Individuals with IDD generally have limitations with their intellectual functioning, affecting their social and practical skills.  Some individuals on the autism spectrum may display issues during social interactions, hyper-focus on specific things or engage in repetitive behaviors. Adults with IDD can also be very routine-oriented. The disruption of COVID-19 to their daily schedules can be devastating.

Many individuals with IDD rely heavily on caregivers to assist with completion of their activities of daily living (ADL). ADLs are the basic tasks that must be accomplished daily for an individual to thrive such as brushing your teeth, showering, eating, even using the bathroom.

With COVID-19, the quarantine and social distancing, caring for adults with IDD has presented some challenges. Sources of basic care like transportation and food prep may have been suspended. Social activities may have been cancelled. High functioning adults with jobs may have been furloughed. Routines and structure may have lapsed due to the new “normal” that so many have had to adjust to in their lives.
:::
> **Problem 1**
Answer these questions about the passage on adults with IDD during COVID-19:
(a) What does the passage say some individuals on the autism spectrum may display or do?
(b) How does the passage define ADLs?
(c) What may have happened to high functioning adults with jobs?
> **Problem 2**
According to the passage on adults with IDD during COVID-19, why can the pandemic's disruption of daily schedules be devastating for them? Answer in one to three sentences.
> **Problem 3**
Continue the passage on caring for adults with IDD during COVID-19 with the paragraph that follows its last sentence.

[Region pointing data]
:::
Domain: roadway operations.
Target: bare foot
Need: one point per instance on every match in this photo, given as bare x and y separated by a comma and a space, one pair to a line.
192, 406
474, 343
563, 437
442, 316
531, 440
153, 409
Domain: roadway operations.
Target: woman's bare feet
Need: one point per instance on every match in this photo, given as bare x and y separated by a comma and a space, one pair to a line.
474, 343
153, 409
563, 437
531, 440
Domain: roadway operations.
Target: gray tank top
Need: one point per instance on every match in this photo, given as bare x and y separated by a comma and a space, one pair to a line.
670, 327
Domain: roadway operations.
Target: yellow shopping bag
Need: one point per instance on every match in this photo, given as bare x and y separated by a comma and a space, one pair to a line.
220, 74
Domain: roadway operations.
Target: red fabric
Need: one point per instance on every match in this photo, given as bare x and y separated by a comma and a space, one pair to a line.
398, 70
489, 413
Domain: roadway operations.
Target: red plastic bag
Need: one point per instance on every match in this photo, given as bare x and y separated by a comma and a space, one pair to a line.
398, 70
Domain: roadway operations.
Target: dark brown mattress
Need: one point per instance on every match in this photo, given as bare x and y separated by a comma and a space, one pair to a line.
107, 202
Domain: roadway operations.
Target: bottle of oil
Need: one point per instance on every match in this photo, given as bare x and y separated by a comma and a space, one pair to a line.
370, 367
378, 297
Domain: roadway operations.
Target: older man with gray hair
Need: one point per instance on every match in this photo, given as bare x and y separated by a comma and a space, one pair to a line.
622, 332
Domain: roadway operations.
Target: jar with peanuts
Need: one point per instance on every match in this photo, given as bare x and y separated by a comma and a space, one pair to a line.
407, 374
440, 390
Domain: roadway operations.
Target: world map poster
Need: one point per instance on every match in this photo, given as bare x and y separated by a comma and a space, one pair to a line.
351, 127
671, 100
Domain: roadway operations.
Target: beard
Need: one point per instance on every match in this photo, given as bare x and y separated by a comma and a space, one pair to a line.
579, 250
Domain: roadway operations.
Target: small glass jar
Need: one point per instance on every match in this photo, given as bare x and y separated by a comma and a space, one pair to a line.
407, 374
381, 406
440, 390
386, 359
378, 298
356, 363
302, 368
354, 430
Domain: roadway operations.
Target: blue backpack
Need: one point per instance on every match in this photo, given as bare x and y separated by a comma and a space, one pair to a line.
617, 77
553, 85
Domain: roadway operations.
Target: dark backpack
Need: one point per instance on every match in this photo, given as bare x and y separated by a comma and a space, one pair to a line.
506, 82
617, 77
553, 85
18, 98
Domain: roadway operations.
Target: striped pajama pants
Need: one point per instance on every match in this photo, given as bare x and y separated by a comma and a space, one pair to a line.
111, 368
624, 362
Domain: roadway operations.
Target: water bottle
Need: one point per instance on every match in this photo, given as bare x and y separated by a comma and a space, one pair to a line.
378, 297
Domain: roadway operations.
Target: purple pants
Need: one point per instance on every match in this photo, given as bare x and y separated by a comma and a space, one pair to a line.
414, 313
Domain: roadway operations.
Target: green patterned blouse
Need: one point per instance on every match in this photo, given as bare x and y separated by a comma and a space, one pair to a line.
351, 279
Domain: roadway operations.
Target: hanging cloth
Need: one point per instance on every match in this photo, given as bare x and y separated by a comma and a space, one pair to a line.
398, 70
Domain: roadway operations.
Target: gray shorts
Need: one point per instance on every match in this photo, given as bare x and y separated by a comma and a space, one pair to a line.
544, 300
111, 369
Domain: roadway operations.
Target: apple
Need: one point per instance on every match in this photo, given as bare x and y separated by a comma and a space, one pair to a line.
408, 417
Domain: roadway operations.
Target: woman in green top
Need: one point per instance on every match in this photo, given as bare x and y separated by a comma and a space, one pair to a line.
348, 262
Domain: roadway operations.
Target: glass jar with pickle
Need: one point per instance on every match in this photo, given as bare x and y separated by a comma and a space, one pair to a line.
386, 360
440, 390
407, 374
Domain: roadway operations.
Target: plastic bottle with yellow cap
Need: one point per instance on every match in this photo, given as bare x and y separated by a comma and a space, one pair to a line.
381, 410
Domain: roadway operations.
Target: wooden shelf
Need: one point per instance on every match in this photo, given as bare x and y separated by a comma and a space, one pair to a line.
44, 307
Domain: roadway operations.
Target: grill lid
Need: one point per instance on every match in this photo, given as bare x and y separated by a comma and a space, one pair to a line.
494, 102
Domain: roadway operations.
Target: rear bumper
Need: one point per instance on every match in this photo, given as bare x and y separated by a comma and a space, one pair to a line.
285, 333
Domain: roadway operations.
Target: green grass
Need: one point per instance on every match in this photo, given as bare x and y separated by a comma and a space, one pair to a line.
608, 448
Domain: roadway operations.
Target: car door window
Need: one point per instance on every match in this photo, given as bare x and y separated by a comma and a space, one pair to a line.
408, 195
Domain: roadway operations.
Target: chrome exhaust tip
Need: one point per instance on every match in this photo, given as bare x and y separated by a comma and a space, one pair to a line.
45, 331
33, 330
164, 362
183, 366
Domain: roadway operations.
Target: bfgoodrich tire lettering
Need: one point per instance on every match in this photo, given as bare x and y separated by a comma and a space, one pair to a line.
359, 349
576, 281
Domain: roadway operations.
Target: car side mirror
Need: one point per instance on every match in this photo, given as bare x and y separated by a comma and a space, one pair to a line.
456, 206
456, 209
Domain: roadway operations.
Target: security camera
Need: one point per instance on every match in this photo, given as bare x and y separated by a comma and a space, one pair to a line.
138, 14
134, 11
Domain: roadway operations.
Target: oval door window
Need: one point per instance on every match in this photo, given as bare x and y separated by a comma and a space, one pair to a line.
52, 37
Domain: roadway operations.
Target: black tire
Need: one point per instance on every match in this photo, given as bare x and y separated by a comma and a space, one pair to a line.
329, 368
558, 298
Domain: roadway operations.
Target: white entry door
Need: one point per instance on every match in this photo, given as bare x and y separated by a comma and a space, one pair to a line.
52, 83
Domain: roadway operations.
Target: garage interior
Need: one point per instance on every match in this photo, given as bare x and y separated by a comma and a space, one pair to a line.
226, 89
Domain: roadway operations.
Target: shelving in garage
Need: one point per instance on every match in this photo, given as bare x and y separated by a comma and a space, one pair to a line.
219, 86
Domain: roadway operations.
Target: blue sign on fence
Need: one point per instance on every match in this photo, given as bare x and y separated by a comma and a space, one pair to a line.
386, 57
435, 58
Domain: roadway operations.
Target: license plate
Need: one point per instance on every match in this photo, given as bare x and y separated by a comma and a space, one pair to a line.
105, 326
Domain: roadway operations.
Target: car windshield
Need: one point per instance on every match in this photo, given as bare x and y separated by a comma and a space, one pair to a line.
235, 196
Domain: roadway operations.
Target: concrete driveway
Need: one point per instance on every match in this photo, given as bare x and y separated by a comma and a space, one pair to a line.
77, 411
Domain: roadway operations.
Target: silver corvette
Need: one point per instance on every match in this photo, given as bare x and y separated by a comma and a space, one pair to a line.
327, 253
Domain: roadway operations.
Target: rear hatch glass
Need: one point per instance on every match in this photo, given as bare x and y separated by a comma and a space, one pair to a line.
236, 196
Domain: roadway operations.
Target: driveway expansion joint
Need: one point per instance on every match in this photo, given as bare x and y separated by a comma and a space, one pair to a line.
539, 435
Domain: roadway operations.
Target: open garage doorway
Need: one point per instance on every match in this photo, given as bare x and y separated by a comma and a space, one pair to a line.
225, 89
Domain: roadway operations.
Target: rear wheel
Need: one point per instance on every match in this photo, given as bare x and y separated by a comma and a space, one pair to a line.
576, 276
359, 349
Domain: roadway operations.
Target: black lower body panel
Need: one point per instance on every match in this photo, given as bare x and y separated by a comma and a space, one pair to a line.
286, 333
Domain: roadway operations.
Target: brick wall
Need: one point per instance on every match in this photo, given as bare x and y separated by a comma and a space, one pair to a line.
:::
> **Output 1**
(a) They may display issues during social interactions, hyper-focus on specific things, or engage in repetitive behaviors.
(b) ADLs are the basic tasks that must be accomplished daily for an individual to thrive, such as brushing your teeth, showering, eating, and even using the bathroom.
(c) They may have been furloughed.

> **Output 2**
Adults with IDD can be very routine-oriented. Because of this, COVID-19's disruption to their daily schedules can be devastating.

> **Output 3**
Further, many of the adults with IDD have underlying medical and/or psychological health conditions that could make them vulnerable during the pandemic. The CDC has extraordinarily little to say directly to individuals with IDD other than the recommendation of following the general COVID-19 preventative measures that are currently in place. Sadly, caregivers have minimal resources available to them. Without the proper support, an entire vulnerable population is at risk. The CDC needs to develop guidelines that speak directly to the unique challenges that individuals with IDD and their caregivers face. Programs must be developed, and funds must be allocated to support the individuals and the caregivers that enrich their lives, during the pandemic and beyond.